= WORK TO BE COMPLETED =
Return the stretch of the Viscount Strangford passage from "Percy Ellen Algernon" through "man of letters.", copied word for word.

= SUPPLIED TEXT =
Percy Ellen Algernon Frederick William Sydney Smythe, 8th Viscount Strangford (26 November 1825 – 9 January 1869) was a British nobleman and man of letters.

==Early life==
He was born in St Petersburg, Russia, the son of the 6th Viscount Strangford, the British Ambassador, Ottoman Turkey, Sweden, and Portugal. During all his earlier years, Percy Smythe was nearly blind, in consequence, it was believed, of his mother having suffered hardship on a journey up the Baltic Sea in wintry weather shortly before his birth.

His education began at Harrow School, whence he went to Merton College, Oxford. He excelled as a linguist, and was nominated by the vice-chancellor of Oxford in 1845 as a student-attache at Constantinople.

==Career==
While at Constantinople, where he served under Lord Stratford de Redcliffe, Smythe gained a mastery not only of Turkish and its dialects, but of the forms of modern Greek. He already had a good knowledge both of Persian and Arabic before going east. It was the study of Ottoman history that led him to the languages
of the Balkan Peninsula.

= RECORDED INFORMATION =
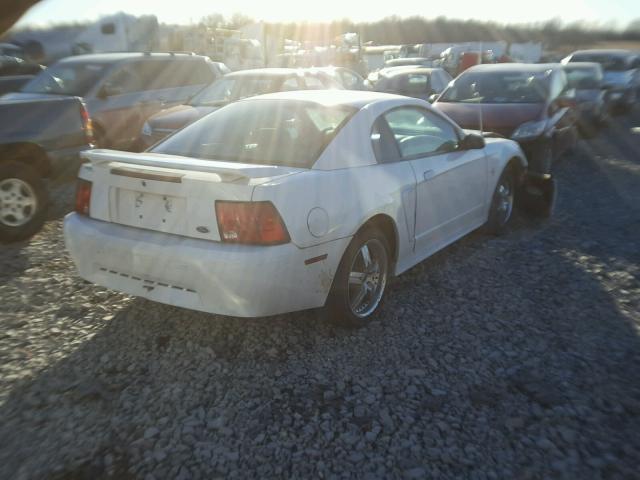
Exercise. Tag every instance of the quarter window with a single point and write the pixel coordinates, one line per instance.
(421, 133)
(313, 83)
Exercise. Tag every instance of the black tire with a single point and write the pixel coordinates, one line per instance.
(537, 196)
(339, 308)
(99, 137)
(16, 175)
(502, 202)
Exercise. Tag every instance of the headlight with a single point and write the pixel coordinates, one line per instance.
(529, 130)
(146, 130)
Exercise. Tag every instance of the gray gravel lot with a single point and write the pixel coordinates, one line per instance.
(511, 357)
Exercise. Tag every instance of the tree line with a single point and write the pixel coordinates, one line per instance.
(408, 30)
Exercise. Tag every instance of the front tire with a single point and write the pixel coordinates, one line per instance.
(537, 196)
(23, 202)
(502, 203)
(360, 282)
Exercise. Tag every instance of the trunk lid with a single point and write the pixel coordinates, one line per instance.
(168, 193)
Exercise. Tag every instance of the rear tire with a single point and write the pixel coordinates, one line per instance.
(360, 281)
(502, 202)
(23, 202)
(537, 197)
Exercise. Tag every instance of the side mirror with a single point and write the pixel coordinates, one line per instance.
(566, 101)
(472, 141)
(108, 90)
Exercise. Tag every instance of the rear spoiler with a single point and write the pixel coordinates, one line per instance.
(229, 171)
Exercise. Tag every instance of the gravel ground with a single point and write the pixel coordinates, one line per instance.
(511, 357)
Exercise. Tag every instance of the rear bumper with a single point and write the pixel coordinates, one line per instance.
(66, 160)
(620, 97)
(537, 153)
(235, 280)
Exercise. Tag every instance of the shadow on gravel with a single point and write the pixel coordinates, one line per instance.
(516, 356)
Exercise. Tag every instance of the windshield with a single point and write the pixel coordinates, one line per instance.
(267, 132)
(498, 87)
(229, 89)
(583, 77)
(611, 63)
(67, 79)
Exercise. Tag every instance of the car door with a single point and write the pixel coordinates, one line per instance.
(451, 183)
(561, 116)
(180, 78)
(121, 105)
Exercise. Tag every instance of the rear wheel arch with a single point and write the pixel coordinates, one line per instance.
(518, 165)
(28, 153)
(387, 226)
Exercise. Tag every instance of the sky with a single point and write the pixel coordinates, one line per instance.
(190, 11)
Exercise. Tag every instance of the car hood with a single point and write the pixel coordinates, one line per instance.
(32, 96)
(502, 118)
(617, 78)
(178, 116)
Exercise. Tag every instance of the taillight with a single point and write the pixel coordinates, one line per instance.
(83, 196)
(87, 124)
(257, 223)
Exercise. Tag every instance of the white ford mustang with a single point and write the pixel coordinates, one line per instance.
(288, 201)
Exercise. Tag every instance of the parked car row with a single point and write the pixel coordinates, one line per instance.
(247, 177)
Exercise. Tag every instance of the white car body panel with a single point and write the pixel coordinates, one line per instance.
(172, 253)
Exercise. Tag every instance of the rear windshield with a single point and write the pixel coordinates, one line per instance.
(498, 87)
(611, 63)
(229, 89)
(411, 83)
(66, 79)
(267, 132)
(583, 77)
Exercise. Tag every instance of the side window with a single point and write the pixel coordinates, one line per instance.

...

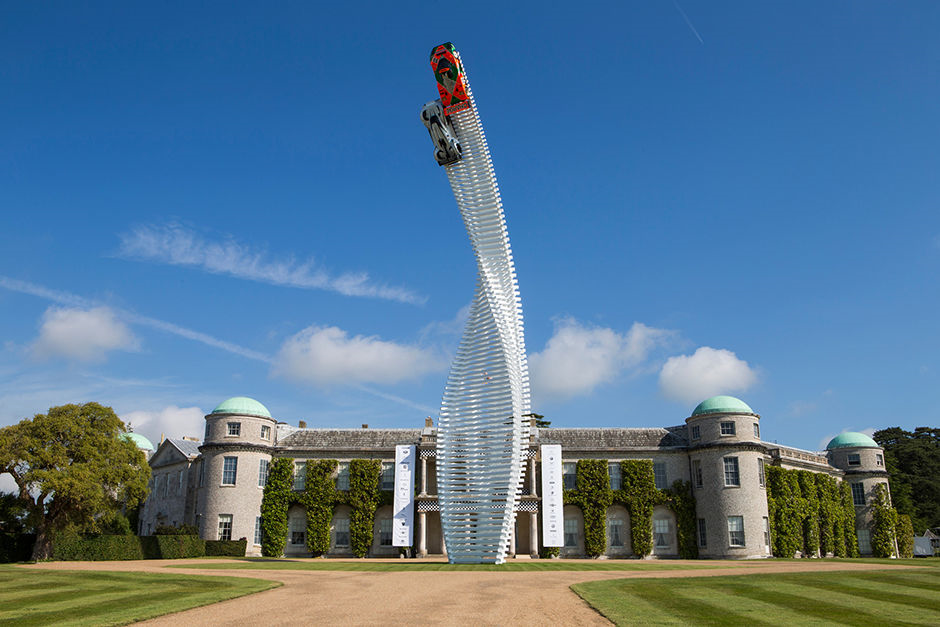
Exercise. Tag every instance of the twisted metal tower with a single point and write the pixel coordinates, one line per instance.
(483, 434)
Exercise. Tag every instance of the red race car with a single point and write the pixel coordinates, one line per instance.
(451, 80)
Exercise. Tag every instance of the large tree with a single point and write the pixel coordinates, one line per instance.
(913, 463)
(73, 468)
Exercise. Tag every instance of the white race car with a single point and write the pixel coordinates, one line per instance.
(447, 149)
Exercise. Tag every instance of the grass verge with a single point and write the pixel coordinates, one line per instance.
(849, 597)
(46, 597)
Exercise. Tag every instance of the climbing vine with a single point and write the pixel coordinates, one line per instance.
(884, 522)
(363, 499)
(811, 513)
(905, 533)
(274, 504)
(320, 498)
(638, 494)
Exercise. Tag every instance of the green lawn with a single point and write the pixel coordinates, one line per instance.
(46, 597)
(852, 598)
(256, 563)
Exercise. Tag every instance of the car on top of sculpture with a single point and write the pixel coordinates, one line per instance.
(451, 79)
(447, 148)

= FINAL ANSWER =
Percy Ellen Algernon Frederick William Sydney Smythe, 8th Viscount Strangford (26 November 1825 – 9 January 1869) was a British nobleman and man of letters.